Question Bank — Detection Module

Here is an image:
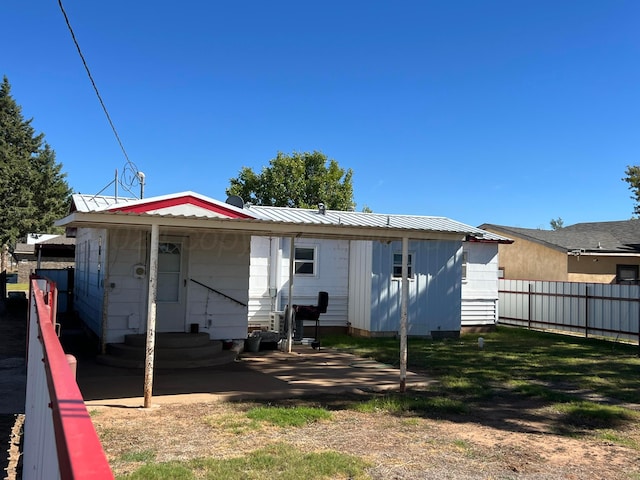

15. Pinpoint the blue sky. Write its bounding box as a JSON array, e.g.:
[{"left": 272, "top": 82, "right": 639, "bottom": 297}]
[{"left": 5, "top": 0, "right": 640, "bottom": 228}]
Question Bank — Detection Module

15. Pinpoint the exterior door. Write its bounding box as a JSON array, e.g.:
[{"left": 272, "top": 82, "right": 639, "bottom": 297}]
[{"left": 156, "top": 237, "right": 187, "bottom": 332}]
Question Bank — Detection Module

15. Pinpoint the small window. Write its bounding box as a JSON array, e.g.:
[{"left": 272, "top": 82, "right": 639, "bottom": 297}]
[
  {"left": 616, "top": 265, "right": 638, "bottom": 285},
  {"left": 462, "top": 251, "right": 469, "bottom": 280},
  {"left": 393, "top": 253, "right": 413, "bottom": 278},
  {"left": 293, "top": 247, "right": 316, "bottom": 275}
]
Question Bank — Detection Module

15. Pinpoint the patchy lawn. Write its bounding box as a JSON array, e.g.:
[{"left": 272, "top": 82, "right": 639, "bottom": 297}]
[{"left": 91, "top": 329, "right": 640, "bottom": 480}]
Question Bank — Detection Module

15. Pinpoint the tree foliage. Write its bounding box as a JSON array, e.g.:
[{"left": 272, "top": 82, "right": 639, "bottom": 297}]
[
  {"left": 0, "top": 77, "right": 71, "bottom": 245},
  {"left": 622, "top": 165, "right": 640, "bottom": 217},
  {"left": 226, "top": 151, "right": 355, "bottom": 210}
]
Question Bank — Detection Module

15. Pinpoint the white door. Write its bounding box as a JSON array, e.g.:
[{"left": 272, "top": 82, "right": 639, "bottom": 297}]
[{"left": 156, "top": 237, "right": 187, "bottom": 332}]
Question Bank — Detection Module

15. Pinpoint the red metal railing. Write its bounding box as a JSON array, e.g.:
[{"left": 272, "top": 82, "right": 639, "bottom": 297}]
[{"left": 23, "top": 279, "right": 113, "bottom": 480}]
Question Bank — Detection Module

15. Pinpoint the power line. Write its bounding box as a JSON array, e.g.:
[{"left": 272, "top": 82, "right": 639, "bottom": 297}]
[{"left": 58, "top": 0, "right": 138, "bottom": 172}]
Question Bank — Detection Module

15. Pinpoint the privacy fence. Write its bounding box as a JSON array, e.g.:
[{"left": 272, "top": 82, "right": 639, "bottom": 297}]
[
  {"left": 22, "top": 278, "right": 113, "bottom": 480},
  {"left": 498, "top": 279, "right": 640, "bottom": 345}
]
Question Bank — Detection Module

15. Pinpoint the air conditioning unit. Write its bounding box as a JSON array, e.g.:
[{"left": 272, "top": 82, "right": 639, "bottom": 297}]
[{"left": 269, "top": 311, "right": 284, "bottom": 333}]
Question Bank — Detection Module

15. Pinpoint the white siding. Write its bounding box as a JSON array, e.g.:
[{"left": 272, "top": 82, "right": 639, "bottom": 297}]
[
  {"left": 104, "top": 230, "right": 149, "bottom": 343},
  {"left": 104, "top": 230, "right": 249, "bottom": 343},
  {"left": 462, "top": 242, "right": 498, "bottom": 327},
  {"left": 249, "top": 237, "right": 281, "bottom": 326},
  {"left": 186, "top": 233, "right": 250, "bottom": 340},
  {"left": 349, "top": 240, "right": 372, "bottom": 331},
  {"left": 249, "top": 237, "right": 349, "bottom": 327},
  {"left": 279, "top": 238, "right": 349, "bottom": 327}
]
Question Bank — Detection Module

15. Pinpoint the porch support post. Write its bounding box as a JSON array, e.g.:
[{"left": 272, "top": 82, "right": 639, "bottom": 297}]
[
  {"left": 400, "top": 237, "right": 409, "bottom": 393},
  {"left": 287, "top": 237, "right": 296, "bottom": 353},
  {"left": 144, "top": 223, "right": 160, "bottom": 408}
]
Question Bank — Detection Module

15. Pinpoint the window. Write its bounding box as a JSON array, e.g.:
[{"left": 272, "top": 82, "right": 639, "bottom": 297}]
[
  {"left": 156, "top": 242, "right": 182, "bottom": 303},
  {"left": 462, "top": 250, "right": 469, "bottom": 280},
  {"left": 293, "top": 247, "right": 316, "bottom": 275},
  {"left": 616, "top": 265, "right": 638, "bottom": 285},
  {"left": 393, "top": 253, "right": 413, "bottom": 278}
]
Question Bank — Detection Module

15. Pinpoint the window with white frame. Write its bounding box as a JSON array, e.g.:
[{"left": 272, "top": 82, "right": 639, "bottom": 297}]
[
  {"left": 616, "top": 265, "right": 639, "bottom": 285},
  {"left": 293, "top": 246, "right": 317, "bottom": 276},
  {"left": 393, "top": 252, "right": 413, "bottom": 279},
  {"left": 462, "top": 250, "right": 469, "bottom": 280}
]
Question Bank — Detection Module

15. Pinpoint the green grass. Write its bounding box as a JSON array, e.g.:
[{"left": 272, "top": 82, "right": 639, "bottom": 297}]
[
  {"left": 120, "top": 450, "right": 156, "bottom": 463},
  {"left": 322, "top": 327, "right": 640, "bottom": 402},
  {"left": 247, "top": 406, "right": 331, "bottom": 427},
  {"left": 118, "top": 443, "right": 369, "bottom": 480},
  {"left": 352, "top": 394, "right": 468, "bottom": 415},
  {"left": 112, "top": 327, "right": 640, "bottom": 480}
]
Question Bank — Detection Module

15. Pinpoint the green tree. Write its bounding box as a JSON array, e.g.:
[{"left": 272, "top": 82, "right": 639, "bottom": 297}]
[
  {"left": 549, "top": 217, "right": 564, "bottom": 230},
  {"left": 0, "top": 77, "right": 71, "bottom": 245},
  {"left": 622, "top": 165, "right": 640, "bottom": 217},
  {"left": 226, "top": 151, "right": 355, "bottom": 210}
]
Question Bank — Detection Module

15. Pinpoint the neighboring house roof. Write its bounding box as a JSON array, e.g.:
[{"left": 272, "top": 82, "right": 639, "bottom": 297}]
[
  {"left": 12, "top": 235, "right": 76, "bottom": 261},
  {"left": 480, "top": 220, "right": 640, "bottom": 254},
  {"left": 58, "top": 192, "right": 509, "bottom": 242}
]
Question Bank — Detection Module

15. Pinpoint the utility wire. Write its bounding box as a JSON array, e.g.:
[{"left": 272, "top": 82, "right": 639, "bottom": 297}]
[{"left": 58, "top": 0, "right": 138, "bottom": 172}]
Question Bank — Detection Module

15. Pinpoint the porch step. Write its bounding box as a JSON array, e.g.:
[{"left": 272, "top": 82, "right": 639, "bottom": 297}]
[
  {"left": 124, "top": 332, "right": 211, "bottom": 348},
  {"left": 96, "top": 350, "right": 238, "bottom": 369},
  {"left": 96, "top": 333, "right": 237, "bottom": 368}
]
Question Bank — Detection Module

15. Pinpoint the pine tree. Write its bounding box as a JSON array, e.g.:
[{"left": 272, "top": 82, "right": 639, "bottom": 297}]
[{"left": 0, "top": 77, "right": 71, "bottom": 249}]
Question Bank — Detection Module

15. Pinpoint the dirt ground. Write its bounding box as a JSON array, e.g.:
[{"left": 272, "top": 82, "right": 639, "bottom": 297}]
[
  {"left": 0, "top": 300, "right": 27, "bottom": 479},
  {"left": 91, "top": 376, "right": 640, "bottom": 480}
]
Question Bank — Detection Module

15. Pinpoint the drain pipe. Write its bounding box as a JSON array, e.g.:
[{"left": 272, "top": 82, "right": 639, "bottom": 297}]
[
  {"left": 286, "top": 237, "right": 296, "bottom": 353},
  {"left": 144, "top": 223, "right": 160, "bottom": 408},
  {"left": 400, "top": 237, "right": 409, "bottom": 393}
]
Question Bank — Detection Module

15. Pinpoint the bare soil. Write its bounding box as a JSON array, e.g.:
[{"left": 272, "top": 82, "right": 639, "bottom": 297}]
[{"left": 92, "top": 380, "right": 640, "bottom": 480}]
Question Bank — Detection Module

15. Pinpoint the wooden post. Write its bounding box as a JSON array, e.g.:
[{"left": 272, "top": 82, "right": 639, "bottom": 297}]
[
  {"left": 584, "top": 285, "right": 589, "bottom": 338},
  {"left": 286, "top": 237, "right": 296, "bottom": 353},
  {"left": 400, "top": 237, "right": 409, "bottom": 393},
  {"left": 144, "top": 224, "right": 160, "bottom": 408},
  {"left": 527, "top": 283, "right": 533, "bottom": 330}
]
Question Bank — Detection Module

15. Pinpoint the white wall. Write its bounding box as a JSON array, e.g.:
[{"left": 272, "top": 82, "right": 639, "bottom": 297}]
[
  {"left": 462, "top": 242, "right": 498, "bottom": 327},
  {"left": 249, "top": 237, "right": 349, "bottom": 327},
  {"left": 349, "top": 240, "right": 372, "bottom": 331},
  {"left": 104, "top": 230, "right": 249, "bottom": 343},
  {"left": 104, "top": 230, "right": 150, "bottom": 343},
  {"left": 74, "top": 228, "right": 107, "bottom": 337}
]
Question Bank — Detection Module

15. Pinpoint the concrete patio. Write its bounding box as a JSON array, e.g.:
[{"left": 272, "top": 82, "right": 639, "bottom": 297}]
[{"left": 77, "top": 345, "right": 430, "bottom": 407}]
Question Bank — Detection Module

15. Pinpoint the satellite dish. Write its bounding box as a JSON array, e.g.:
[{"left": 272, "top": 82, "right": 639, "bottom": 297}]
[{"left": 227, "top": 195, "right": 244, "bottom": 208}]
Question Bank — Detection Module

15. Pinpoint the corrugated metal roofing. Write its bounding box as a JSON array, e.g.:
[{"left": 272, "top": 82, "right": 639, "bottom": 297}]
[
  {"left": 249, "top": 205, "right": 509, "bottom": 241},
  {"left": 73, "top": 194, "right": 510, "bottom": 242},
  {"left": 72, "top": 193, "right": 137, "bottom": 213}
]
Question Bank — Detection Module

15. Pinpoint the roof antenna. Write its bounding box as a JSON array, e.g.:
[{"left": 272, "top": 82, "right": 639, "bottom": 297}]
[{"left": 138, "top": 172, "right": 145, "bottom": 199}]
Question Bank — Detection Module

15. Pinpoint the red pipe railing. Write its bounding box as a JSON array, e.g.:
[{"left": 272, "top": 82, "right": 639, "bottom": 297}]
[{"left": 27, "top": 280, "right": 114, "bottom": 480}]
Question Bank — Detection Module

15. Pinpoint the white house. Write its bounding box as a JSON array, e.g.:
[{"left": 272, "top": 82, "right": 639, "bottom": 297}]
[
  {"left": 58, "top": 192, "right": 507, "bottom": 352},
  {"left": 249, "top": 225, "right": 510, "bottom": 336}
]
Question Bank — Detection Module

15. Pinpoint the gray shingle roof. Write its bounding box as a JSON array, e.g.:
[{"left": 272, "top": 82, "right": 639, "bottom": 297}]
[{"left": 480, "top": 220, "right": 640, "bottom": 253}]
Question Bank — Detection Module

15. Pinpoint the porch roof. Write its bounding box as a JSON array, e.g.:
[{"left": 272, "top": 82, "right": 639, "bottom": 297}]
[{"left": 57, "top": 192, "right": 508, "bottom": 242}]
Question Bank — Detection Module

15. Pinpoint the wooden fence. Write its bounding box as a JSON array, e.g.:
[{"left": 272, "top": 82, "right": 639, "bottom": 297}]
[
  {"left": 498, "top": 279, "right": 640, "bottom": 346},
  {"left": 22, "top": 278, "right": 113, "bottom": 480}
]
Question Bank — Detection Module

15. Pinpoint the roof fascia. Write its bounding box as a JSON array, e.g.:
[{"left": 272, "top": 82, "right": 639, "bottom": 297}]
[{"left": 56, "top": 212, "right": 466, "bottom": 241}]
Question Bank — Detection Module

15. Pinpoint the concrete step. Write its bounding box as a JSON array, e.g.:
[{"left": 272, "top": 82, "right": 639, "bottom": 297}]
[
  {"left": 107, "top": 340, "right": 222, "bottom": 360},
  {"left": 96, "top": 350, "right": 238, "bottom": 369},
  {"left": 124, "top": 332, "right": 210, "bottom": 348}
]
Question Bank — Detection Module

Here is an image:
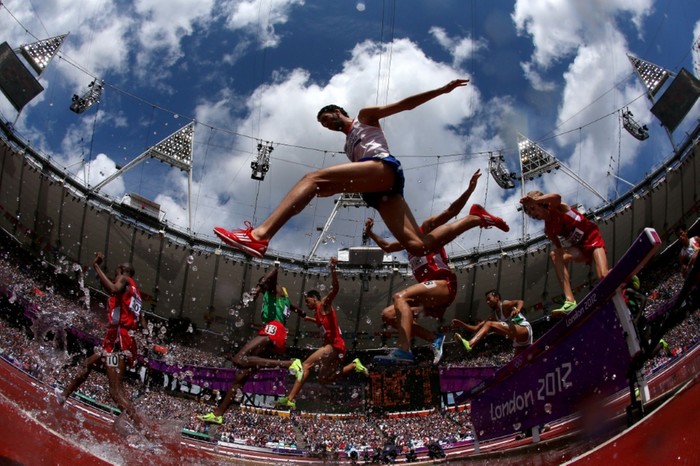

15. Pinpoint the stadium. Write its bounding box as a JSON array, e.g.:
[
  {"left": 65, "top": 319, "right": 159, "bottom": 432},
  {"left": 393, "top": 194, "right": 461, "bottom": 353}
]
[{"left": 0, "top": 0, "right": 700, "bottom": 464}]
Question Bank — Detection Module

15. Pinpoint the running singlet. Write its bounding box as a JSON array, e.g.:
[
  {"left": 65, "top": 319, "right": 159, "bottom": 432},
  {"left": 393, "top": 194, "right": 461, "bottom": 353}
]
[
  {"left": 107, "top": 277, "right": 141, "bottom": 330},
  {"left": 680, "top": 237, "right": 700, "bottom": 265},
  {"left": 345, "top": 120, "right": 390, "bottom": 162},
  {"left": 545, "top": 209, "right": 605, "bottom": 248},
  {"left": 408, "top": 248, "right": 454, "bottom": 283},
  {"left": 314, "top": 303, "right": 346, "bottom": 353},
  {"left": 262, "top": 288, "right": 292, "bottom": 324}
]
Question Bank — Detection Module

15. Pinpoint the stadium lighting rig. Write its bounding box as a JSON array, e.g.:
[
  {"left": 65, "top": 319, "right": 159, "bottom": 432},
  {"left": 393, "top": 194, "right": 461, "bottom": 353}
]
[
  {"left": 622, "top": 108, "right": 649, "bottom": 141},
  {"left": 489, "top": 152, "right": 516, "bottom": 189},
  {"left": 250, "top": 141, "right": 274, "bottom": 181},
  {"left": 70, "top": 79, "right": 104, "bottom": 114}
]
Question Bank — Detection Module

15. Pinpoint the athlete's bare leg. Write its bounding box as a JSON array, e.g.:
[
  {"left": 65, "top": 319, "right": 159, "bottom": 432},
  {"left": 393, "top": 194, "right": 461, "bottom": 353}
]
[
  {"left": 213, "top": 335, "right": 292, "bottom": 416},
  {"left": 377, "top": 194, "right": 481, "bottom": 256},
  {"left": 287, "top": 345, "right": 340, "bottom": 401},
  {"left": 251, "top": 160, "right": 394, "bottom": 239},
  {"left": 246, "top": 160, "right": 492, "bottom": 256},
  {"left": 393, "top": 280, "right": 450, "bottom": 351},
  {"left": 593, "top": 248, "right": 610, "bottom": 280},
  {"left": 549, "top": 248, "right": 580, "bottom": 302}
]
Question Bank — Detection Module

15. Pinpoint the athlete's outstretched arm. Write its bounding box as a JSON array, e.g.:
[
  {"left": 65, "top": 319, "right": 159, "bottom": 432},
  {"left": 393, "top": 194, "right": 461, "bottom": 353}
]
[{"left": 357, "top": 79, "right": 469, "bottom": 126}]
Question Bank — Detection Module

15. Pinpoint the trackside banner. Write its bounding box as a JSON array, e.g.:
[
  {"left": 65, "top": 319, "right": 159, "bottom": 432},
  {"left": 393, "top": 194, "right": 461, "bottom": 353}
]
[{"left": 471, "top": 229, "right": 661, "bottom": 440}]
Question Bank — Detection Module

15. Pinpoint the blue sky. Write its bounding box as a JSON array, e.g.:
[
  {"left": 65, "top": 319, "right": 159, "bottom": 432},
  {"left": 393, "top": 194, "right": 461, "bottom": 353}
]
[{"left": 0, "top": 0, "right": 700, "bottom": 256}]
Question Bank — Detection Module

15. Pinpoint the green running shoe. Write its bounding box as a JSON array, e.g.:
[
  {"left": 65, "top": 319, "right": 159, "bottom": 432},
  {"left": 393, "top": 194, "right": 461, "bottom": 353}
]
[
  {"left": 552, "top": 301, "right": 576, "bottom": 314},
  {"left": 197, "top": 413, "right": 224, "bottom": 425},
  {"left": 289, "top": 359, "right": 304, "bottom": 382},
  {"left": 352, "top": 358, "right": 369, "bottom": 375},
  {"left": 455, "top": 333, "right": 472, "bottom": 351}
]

----

WHAT TO WORK ON
State how many lines in the data above contain the string "door", counting only matches with the same case. Reply with the number alone.

FINISHED ANSWER
2